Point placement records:

'''

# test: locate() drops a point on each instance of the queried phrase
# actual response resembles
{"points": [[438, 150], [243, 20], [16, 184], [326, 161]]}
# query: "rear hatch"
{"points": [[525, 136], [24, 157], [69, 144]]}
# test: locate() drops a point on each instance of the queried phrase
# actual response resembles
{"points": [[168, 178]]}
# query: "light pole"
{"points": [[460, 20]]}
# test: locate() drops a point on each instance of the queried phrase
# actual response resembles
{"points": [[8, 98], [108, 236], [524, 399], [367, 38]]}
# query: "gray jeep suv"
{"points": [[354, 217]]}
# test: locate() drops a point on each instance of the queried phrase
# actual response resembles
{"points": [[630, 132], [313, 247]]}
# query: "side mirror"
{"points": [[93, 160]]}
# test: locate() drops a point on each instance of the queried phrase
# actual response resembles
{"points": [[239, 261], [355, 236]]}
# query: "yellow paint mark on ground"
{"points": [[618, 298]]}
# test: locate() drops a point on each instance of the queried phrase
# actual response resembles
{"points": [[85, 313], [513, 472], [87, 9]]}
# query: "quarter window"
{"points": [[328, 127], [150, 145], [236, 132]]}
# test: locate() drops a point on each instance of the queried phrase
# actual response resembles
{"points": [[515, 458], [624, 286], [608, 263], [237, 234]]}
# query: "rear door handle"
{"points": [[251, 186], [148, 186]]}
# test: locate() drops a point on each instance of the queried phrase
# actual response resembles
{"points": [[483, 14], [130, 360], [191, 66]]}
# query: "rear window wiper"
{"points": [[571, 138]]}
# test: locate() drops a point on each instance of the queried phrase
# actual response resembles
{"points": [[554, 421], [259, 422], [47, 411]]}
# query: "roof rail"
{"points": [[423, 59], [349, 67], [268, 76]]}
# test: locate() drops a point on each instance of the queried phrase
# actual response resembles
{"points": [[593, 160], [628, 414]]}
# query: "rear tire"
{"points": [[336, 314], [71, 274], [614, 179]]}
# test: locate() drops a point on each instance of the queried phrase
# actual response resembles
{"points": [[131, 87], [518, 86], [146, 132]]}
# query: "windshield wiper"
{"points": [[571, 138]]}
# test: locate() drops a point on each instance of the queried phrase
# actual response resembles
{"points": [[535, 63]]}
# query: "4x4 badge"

'''

What needs to be done – Write the data from above out again, exactly.

Solved exercise –
# test: locate() drops a point on each instance of the queried phrase
# actual response resembles
{"points": [[438, 150], [243, 20], [16, 184], [326, 161]]}
# query: "rear hatch"
{"points": [[525, 136], [24, 157], [69, 144]]}
# test: locate() drops a point on each instance of the queried phrase
# actual response resembles
{"points": [[168, 178]]}
# query: "light pole"
{"points": [[460, 20]]}
# test: locate() drops a point on each instance of the queried phrase
# actual response resembles
{"points": [[8, 98], [108, 236], [524, 399], [367, 38]]}
# query: "gray jeep suv"
{"points": [[354, 217]]}
# test: locate() drops a point on each instance of the queried phrase
# actual response resembles
{"points": [[630, 132], [313, 247]]}
# query: "side mirror"
{"points": [[93, 160]]}
# test: locate() drops a point on each instance of the queried phrase
# actual response resembles
{"points": [[239, 261], [355, 236]]}
# query: "yellow paint mark on ground"
{"points": [[618, 298]]}
# test: locate() drops a point on each instance of the queried phrase
# actual response resembles
{"points": [[85, 313], [513, 472], [87, 9]]}
# query: "quarter window"
{"points": [[328, 127], [150, 145], [236, 132]]}
# test: locate() drops a point on each instance of the queried phrase
# actual response resembles
{"points": [[515, 458], [624, 286], [608, 263], [237, 234]]}
# query: "rear door handle"
{"points": [[251, 186], [148, 186]]}
# test: locate() drops a point on each instance of the queried phrase
# actual response resembles
{"points": [[483, 14], [130, 360], [191, 66]]}
# query: "rear window wiper"
{"points": [[571, 138]]}
# test: locate() drops a point on each instance of the queried phrase
# actual response resembles
{"points": [[554, 421], [259, 422], [47, 411]]}
# query: "roof rail"
{"points": [[423, 59], [349, 67], [268, 76]]}
# test: locate() drops a point on each instance of the queried phrase
# actual response resembles
{"points": [[593, 160], [628, 414]]}
# query: "rear tire"
{"points": [[336, 314], [71, 274], [614, 179]]}
# test: locate() drops a point on each instance of the queried phrase
# actual response resembles
{"points": [[131, 87], [518, 86], [146, 132]]}
# query: "windshield wiper"
{"points": [[571, 138]]}
# test: locate() drops a point on each instance of the queried phrase
# actual response resembles
{"points": [[535, 63]]}
# query: "4x4 badge"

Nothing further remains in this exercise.